What you write should be an exact copy of the material, from its first line through the line containing "Target: person in black polo shirt".
_____
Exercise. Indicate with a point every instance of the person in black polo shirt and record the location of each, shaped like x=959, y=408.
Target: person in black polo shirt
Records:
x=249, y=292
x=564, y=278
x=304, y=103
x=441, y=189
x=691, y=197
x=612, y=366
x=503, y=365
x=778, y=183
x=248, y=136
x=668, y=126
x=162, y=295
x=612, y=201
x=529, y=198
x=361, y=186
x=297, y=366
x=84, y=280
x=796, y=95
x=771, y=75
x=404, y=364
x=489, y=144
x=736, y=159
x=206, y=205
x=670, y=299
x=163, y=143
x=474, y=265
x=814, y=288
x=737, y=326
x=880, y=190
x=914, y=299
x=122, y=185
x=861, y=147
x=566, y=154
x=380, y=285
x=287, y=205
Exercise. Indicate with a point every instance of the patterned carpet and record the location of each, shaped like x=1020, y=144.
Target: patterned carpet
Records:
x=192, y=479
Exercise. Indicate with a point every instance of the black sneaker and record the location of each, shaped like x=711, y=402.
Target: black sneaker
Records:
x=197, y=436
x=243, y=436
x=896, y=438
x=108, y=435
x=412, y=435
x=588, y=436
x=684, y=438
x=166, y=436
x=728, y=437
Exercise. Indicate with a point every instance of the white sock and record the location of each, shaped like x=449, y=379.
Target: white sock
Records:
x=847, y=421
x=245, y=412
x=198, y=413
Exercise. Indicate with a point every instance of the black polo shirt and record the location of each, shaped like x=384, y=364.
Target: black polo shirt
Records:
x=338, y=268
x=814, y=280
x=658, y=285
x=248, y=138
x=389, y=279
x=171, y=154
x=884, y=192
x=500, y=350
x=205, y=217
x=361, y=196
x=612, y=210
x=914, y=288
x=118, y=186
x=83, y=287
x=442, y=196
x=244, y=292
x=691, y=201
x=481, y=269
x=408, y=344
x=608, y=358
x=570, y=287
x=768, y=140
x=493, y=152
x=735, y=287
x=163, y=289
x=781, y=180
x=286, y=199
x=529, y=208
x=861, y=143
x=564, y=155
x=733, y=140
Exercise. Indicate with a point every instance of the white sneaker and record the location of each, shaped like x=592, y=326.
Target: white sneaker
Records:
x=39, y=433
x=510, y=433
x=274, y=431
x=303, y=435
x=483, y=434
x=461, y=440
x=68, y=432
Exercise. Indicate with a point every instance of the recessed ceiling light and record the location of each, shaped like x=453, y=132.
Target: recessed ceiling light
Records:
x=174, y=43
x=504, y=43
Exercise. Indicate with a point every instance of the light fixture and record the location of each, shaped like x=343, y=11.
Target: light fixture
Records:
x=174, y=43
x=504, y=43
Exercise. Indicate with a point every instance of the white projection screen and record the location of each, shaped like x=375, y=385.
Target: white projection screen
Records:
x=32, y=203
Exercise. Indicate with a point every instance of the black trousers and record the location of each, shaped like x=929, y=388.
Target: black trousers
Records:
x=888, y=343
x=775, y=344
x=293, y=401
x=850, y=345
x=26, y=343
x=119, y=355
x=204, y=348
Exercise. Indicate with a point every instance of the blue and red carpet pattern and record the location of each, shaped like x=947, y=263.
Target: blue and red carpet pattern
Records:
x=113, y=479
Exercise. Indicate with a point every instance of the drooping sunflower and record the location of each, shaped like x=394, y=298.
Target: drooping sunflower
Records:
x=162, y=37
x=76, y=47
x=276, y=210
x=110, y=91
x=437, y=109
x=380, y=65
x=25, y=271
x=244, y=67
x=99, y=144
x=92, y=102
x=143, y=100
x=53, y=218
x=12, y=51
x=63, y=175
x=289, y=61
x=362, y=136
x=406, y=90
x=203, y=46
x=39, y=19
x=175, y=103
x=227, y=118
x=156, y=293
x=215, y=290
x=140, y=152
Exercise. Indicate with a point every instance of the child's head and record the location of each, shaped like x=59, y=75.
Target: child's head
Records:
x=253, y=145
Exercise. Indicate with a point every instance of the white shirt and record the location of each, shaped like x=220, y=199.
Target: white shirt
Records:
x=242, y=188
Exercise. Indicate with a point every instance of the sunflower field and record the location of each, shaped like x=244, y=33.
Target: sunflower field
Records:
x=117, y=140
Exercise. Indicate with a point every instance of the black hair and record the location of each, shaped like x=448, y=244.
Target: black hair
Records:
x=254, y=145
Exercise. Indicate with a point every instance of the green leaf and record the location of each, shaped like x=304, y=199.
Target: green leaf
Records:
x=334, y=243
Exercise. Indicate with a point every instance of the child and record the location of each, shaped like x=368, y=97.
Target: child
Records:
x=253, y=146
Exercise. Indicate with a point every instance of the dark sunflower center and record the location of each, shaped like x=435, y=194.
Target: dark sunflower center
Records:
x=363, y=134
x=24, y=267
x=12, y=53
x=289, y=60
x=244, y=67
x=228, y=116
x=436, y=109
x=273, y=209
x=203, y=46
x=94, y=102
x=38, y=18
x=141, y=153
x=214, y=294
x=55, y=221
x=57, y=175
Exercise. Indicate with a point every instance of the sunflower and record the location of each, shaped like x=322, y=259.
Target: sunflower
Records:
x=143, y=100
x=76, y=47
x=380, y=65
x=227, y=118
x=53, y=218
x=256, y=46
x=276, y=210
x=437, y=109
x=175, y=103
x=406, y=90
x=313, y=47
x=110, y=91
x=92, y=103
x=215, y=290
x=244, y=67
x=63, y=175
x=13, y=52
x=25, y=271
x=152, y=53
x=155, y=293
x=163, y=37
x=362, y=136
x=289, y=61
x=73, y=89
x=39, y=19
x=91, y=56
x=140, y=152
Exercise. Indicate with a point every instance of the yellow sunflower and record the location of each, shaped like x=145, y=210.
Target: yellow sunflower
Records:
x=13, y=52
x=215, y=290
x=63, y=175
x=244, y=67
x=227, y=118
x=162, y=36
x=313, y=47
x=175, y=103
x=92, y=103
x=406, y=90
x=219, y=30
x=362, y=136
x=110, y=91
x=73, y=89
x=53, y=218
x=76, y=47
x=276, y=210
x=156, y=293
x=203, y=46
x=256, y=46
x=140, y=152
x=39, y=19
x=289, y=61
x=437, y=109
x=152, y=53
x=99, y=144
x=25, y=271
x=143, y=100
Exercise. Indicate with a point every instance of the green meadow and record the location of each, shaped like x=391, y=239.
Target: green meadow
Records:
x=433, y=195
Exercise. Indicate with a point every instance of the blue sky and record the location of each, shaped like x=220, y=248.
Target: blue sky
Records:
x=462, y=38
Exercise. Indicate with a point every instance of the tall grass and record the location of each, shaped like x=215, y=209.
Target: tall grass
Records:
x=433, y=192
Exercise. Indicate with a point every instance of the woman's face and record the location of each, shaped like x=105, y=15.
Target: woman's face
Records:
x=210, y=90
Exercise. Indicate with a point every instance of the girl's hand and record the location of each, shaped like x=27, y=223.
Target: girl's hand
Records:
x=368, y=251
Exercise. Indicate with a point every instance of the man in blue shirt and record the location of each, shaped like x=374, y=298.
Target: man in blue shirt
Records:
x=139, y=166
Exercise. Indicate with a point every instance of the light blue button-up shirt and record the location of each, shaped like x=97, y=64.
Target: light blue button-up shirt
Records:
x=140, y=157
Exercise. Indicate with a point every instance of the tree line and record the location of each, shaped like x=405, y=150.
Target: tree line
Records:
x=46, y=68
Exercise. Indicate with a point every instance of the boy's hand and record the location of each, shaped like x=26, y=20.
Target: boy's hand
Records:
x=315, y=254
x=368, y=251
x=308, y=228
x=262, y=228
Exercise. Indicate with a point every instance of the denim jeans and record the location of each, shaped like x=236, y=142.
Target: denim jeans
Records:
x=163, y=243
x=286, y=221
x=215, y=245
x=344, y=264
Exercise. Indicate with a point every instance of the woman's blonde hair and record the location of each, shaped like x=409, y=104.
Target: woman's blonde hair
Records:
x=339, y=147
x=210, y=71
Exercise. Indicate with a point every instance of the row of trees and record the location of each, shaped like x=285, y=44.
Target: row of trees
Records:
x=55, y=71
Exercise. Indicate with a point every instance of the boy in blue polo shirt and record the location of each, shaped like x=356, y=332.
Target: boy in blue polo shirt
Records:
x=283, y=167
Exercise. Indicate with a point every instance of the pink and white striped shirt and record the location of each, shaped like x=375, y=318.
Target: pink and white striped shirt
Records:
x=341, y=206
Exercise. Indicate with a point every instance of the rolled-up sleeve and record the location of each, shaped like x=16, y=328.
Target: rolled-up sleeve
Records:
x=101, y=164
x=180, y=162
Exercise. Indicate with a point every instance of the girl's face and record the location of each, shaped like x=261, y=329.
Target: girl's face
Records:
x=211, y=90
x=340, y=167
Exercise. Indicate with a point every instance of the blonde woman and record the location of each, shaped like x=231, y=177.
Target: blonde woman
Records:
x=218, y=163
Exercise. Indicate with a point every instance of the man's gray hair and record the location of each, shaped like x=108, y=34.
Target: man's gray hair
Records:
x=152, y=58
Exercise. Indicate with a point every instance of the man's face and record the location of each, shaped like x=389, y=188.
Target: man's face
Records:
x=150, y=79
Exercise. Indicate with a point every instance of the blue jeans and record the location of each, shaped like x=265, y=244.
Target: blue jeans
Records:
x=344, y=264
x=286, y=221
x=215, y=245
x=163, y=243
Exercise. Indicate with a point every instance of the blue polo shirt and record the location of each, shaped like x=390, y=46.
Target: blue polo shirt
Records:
_____
### Worked solution
Exercise. Indicate with a point every instance of the person in black polo shirt and record the location of each, shaped like x=959, y=408.
Target: person in black polo shirt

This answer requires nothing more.